● **练习**:
1/ 根据页面摘录回答:
(a) 摘录中的注释说启动 API 会实例化哪几样东西?
(b) ProducerIdExpirationCheckIntervalMs 的注释写明间隔是多少分钟?
(c) RecoveryPointCheckpointFile 被赋予的字符串值是什么?
2/ 逐字照录页面摘录的一段,从“前面我们知道其重要的启动方法”开始,一直到“time, brokerTopicStats, logDirFailureChannel)”为止。
3/ 列出页面摘录中 apply 方法声明的全部参数名。

● **页面摘录**:
※ ※ ※

发布2020-11-03 15:57:45

前面我们知道其重要的启动方法里面有关的方法:它的注释是非常具有启发性的, 启动API,以启动Kafka服务器的单个实例。实例化LogManager,SocketServer和请求处理程序-KafkaRequestHandlers。也即告诉我们它会启动kafka服务实例,同时实例是单个的,同时里面实例化日志管理器、socket服务器、kafka请求处理器。而启动kafka服务中,不免会启动kafka控制器,而kafka控制器中涉及到主从broker服务、主从副本、状态机、监听、重平衡以及与其他broker通信。下面我们来看日志相关的信息:

logManager = LogManager(config, initialOfflineDirs, zkClient, brokerState, kafkaScheduler, time, brokerTopicStats, logDirFailureChannel)

object LogManager {

  val RecoveryPointCheckpointFile = "recovery-point-offset-checkpoint"
  val LogStartOffsetCheckpointFile = "log-start-offset-checkpoint"
  //生产者id过期检查间隔时间 10分钟
  val ProducerIdExpirationCheckIntervalMs = 10 * 60 * 1000

  def apply(config: KafkaConfig,
            initialOfflineDirs: Seq[String],
            zkClient: KafkaZkClient,
            brokerState: BrokerState,
            kafkaScheduler: KafkaScheduler,
            time: Time,
            brokerTopicStats: BrokerTopicStats,
            logDirFailureChannel: LogDirFailureChannel): LogManager = {
    val defaultProps = KafkaServer.copyKafkaConfigToLog(config)
    val defaultLogConfig = LogConfig(defaultProps)

    // read the log configurations from zookeeper
    val (topicConfigs, failed) = zkClient.getLogConfigs(zkClient.getAllTopicsInCluster, defaultProps)
    if (!failed.isEmpty) throw failed.head._2

    val cleanerConfig = LogCleaner.cleanerConfig(config)

※ ※ ※

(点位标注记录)
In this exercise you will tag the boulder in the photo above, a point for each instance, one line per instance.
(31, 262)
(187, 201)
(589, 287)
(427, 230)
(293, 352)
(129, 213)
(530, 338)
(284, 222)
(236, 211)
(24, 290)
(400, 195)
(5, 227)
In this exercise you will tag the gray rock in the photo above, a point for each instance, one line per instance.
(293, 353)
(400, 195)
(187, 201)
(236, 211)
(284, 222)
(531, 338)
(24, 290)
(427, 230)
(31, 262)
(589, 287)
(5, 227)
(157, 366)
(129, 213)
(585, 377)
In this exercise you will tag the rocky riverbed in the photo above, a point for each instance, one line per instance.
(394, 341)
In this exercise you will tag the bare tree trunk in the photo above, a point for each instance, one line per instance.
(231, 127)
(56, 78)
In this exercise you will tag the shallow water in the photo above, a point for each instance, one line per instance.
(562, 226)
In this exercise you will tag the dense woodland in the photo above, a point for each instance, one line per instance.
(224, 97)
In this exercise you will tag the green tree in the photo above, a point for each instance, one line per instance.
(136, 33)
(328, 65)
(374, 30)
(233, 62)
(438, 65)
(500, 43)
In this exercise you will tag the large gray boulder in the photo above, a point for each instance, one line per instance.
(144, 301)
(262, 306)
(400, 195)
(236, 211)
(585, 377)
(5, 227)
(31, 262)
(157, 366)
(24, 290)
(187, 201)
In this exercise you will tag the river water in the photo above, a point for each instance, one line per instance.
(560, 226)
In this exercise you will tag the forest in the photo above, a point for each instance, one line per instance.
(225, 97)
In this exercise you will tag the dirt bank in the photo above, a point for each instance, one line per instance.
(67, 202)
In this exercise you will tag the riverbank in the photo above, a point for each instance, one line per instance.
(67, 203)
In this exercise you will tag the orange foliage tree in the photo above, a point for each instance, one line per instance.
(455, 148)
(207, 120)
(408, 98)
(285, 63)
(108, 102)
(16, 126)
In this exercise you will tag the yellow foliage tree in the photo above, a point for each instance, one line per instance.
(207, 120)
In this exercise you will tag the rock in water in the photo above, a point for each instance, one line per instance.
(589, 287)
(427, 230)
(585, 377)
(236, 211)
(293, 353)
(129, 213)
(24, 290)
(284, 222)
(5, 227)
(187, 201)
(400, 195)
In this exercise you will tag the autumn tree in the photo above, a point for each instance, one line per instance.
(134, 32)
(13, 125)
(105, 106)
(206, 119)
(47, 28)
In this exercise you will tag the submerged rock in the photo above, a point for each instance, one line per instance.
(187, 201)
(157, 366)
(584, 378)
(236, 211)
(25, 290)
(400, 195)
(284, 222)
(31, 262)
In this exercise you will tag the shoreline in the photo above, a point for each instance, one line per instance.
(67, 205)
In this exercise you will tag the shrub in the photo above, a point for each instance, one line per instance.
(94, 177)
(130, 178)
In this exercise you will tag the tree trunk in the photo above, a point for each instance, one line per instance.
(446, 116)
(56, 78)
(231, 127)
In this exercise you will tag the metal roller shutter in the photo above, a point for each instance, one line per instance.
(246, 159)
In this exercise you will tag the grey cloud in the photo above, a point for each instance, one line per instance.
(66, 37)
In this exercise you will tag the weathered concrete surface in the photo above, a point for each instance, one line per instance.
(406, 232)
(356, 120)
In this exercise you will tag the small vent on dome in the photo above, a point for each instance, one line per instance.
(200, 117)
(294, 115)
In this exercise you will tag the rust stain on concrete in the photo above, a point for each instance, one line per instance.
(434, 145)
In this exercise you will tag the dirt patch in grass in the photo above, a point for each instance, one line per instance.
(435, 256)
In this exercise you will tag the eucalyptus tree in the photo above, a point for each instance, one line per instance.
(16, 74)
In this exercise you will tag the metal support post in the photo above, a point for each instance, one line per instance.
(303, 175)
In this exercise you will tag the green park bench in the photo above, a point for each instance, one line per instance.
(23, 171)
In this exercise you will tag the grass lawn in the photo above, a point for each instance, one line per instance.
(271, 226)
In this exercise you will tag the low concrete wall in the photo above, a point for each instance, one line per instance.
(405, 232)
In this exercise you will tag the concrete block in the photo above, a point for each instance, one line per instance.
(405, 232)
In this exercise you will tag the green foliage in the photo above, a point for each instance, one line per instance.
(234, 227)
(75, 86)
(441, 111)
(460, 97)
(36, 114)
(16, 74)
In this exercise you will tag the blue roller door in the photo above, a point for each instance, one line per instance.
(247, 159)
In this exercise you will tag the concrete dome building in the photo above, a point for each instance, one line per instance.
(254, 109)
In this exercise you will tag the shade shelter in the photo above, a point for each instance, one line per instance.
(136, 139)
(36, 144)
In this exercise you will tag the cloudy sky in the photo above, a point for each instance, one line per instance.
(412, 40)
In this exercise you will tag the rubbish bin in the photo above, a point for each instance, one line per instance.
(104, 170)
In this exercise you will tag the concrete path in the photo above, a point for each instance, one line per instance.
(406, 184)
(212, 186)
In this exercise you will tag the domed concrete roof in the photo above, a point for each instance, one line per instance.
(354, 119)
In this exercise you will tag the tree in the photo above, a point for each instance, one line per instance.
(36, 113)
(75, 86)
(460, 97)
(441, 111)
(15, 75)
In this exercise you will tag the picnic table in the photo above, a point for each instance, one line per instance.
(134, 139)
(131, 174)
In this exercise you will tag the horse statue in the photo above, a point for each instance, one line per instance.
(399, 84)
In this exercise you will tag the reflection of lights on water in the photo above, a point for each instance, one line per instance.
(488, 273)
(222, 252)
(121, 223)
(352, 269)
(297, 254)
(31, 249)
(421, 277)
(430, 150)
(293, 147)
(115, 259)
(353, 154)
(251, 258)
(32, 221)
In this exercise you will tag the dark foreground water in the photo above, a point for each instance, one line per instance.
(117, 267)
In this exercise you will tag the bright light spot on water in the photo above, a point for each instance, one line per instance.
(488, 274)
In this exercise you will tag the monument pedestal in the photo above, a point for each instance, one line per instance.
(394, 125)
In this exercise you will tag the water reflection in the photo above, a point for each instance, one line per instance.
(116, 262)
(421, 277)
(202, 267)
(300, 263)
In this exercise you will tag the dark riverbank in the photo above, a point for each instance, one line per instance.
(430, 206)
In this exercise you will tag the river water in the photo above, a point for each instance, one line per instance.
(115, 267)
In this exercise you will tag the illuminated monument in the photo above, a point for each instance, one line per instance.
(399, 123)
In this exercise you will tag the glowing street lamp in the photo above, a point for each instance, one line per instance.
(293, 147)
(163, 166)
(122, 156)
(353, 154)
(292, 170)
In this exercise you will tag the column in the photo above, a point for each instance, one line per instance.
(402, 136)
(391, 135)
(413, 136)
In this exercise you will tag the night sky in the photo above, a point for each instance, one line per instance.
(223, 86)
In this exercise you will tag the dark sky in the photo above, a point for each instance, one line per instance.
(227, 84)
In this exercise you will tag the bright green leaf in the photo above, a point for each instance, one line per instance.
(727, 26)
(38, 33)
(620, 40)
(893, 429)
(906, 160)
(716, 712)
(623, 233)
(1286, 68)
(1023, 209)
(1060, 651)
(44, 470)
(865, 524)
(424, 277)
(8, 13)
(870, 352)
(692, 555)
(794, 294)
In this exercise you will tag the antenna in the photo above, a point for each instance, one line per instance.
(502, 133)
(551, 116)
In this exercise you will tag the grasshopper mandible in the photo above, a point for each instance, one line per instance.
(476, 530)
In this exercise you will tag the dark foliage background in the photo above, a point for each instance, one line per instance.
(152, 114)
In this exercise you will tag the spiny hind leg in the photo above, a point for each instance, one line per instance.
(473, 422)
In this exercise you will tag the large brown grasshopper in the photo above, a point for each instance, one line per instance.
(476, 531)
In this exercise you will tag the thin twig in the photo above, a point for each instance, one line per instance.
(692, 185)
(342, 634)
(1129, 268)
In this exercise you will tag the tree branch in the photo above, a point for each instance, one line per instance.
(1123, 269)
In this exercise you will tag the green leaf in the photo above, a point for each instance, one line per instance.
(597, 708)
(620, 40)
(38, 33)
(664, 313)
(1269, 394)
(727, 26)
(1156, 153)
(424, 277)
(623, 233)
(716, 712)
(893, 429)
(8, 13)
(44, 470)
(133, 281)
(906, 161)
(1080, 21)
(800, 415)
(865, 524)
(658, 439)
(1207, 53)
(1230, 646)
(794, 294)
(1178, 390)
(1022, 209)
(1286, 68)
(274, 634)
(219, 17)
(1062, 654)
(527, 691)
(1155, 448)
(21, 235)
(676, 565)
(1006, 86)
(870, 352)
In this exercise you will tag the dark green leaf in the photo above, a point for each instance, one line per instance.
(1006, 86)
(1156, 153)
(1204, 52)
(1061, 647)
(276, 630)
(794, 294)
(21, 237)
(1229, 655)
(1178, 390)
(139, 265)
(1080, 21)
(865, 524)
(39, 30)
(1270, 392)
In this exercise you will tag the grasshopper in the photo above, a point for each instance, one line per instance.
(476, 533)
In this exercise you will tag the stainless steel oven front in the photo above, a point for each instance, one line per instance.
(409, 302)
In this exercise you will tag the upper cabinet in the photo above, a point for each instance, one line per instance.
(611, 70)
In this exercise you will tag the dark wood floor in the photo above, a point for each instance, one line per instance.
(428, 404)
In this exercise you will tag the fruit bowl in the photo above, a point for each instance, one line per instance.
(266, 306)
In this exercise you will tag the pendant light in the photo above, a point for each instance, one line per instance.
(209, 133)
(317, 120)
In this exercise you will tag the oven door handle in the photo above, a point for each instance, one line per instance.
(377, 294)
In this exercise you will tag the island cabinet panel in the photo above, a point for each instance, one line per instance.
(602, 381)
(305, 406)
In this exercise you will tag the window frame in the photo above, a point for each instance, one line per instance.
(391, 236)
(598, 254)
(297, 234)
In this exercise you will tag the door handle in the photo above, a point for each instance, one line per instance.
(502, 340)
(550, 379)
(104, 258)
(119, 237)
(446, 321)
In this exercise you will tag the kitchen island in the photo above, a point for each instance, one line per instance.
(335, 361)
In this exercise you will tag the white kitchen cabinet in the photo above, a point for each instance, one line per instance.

※ ※ ※

● **作答**:
1/
(a) LogManager、SocketServer 和请求处理程序 KafkaRequestHandlers。
(b) 10 分钟。
(c) "recovery-point-offset-checkpoint"。

2/
前面我们知道其重要的启动方法里面有关的方法:它的注释是非常具有启发性的, 启动API,以启动Kafka服务器的单个实例。实例化LogManager,SocketServer和请求处理程序-KafkaRequestHandlers。也即告诉我们它会启动kafka服务实例,同时实例是单个的,同时里面实例化日志管理器、socket服务器、kafka请求处理器。而启动kafka服务中,不免会启动kafka控制器,而kafka控制器中涉及到主从broker服务、主从副本、状态机、监听、重平衡以及与其他broker通信。下面我们来看日志相关的信息:

logManager = LogManager(config, initialOfflineDirs, zkClient, brokerState, kafkaScheduler, time, brokerTopicStats, logDirFailureChannel)

3/ config、initialOfflineDirs、zkClient、brokerState、kafkaScheduler、time、brokerTopicStats、logDirFailureChannel